- DATA EXCERPTS -
BEGIN

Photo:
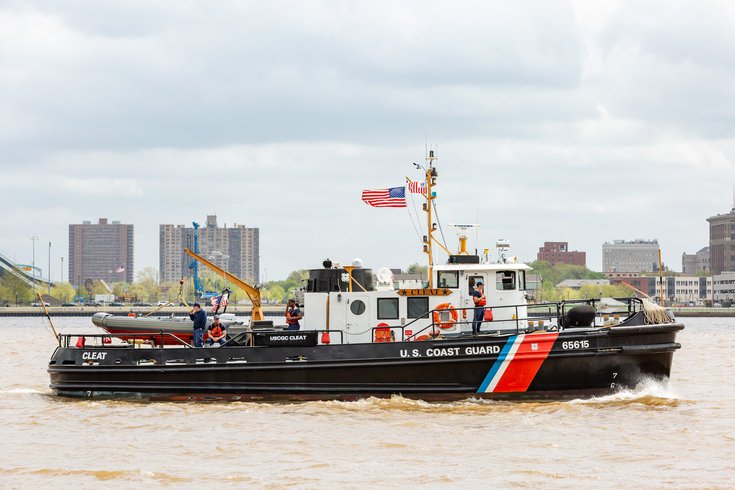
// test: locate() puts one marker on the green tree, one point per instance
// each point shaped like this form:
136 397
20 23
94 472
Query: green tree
146 288
275 293
12 287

END

- GOAL -
Render the listing above as a Markdown table with the columns Row and Line, giving each non-blank line its own numbered row. Leave the pictures out.

- SOLUTION BELOW -
| Row | Line |
|---|---|
| 1 | Photo: |
| 2 | // test: locate() puts one marker on the green tree, one point per instance |
| 3 | // each point shaped like this form: |
| 4 | 136 397 |
| 5 | 20 23 |
| 6 | 94 472 |
| 7 | Query: green tree |
| 8 | 146 288 |
| 9 | 275 293 |
| 10 | 12 287 |